• _About this task_: Your task is to restate exactly the lines from the one holding "left hand and record integer pixel coordinates." to the end of the entries below, inclusive.

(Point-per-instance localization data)
↓↓↓
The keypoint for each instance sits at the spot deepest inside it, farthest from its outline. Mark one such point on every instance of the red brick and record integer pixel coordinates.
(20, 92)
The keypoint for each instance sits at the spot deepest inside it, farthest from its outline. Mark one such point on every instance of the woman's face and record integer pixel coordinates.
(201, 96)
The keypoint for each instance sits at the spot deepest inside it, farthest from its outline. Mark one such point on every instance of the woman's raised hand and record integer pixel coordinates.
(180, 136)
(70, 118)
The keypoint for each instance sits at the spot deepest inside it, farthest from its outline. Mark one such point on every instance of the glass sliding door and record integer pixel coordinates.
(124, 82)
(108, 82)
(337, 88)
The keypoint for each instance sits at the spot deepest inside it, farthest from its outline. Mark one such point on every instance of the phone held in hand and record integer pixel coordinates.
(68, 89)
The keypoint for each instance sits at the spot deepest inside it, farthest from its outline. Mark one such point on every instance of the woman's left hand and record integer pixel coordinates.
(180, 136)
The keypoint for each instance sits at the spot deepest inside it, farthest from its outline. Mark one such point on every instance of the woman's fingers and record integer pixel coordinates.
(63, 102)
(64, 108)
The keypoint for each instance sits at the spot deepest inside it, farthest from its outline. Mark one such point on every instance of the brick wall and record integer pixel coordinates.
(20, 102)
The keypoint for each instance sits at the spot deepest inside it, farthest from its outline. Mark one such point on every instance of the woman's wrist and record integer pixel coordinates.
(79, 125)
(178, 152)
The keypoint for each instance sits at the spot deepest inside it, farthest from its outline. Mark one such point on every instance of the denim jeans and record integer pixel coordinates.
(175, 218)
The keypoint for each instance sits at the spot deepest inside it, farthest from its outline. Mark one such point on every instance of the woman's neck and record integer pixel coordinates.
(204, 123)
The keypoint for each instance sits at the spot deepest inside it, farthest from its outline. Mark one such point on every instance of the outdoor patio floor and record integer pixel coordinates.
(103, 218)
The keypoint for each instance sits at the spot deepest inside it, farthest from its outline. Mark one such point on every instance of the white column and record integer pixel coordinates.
↑↑↑
• _Solution to this problem_:
The keypoint for each instance sits at the spot deepest inside it, farthest from its outline. Mark one such point on every instance of the woman's left hand and record integer pixel coordinates.
(180, 136)
The keypoint for each instance sits at the spot deepest inside it, farthest from its outline. Mark one such point on every instance of the woman's fingers and record integer pixel coordinates.
(63, 102)
(64, 108)
The keypoint for each instance sits at the spot deepest inside it, farthest from its outline. Mark one such point on every instance of the brick wall and record integer pixel coordinates.
(20, 102)
The keypoint for each instance sits at the spot deepest inside it, farthest from its outline. Mark one such point on every instance of the woman's wrist and record integer pixel coordinates.
(79, 125)
(178, 152)
The keypoint for each instance sits at the spot deepest inside it, farthest from its outline. Mark one such point on every instance of the denim jeans and record integer pixel coordinates.
(175, 218)
The keypoint for each instance sits at the spot deepest inside it, farthest from its outline. Mark one such point on every instance of the woman's neck and record integer pixel coordinates.
(204, 123)
The keypoint for each instance sits at the spot deepest inside it, farthest from its outline. Mark one such point on every instance of the outdoor patio floor and record integer pixel coordinates.
(103, 218)
The keypoint for each instance sits at the spot deepest inside it, farthest from its outline. Mark one such point on every instance of the white column and record integer pixel coordinates.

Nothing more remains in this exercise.